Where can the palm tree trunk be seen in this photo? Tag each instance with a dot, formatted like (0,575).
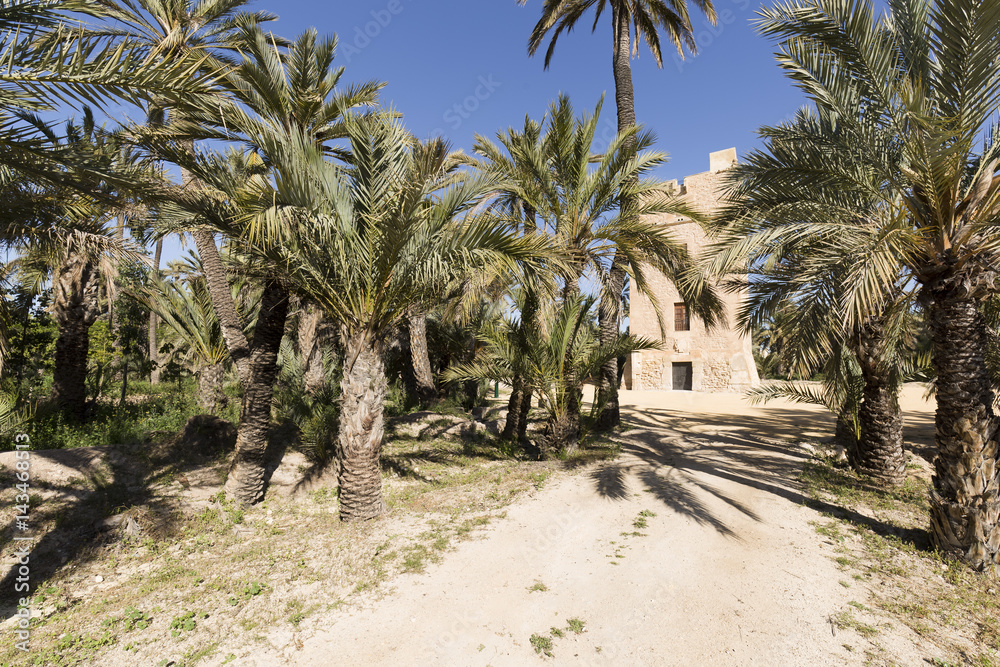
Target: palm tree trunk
(608,323)
(313,375)
(522,423)
(879,451)
(965,496)
(362,428)
(220,292)
(845,434)
(562,434)
(74,309)
(222,302)
(211,397)
(520,397)
(154,350)
(246,474)
(510,429)
(417,325)
(608,314)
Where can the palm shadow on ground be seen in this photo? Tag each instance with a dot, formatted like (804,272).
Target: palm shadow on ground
(683,458)
(139,474)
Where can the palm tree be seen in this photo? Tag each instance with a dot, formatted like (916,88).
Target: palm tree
(927,79)
(371,244)
(204,29)
(575,195)
(280,102)
(51,58)
(645,20)
(434,164)
(802,237)
(556,363)
(185,308)
(81,258)
(518,164)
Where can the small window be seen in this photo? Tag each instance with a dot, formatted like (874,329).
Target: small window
(683,376)
(682,322)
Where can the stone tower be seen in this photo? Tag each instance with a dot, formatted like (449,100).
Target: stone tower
(692,358)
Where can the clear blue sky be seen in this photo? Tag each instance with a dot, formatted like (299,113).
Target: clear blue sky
(459,67)
(436,55)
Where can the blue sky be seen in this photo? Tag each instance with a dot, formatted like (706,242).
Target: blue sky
(461,67)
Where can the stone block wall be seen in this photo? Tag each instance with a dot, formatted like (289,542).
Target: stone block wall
(721,359)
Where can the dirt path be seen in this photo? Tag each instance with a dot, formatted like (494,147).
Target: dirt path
(729,571)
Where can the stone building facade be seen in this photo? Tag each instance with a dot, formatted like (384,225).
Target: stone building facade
(692,358)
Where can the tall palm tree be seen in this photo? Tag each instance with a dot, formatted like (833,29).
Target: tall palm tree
(281,101)
(802,235)
(518,165)
(575,196)
(927,77)
(631,22)
(371,244)
(205,29)
(81,258)
(434,164)
(556,362)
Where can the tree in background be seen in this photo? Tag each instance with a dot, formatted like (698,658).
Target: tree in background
(632,21)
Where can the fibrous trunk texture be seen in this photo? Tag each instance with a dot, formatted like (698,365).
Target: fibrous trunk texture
(520,396)
(562,434)
(511,427)
(522,423)
(247,472)
(211,397)
(422,373)
(222,303)
(74,309)
(965,497)
(846,434)
(878,453)
(220,292)
(362,428)
(314,377)
(608,316)
(154,348)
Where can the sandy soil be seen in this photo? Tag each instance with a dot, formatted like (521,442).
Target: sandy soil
(729,571)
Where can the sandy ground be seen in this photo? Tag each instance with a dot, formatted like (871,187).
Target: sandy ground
(729,571)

##########

In the copy, include every entry above exactly and leave out each picture.

Where can the palm tree trunk be seen in this photo? Tag each instance with a dot, formatted like (0,575).
Target: palm tree trunk
(608,323)
(313,375)
(522,423)
(879,451)
(965,496)
(362,428)
(220,292)
(845,434)
(562,434)
(74,309)
(222,302)
(211,397)
(520,397)
(154,350)
(246,474)
(510,429)
(417,325)
(608,314)
Where can the palm shadow on ground be seen in this photo? Tag each instance with a dot, formatted like (804,272).
Target: palm shadow on ground
(683,458)
(139,474)
Where can the palm tree be seen in this photo? Tag each instance with a dot, formatted like (916,88).
Target: palm tree
(927,79)
(371,244)
(204,29)
(575,195)
(280,102)
(51,58)
(645,20)
(434,164)
(802,237)
(556,363)
(185,308)
(81,258)
(518,164)
Where can the small window be seen in this photo? Tag each instance with a dot, formatted like (874,329).
Target: small window
(683,376)
(682,322)
Where can the stone tower be seen in this photo? Tag each instance with a dot, formatted like (449,100).
Target: stone tower
(692,358)
Where can the clear blue sky be seen in this photo? Tag each instance with a dot, formatted like (299,113).
Target: clear blue sky
(459,67)
(436,55)
Where can the blue sky be seen in this photo? Tag each instance with a dot, formatted like (706,242).
Target: blue sky
(461,67)
Where can the stone block wall be seen in this photo? Tag each instance with a dot, formatted like (289,542).
Target: stone block wall
(721,359)
Where can the dirt path be seen in this photo? Tag each instance with a dot, formatted like (494,147).
Target: dirt path
(729,571)
Where can the stone building facade be seen in this photo? Tag each instance with a dot, formatted like (384,225).
Target: stone building facade
(692,358)
Where can the tall palm tree be seen in this photo? Tag each instance with a dot, formatted like (833,29).
Target: tall palm tree
(281,101)
(802,235)
(518,165)
(575,196)
(927,77)
(631,22)
(371,244)
(205,29)
(81,258)
(434,164)
(556,362)
Where can the tree in background be seen in this photo? Tag each instance with a dot, formatted like (698,658).
Target: tree in background
(632,21)
Where can the fibrous trunk texture be seen in this photo? Tag each instance with a dot, formatted like (698,365).
Target: fibrous trunk texture
(520,396)
(562,434)
(511,427)
(522,423)
(247,472)
(211,397)
(422,373)
(222,303)
(74,309)
(965,497)
(846,434)
(878,453)
(220,292)
(362,428)
(314,377)
(608,316)
(154,348)
Where can the sandy soil be seen in this photo? Tag each instance with a dot, formatted like (521,442).
Target: sandy soil
(729,571)
Where can the sandy ground be seen in this photo? Tag each instance with a dot, formatted like (871,187).
Target: sandy ground
(729,571)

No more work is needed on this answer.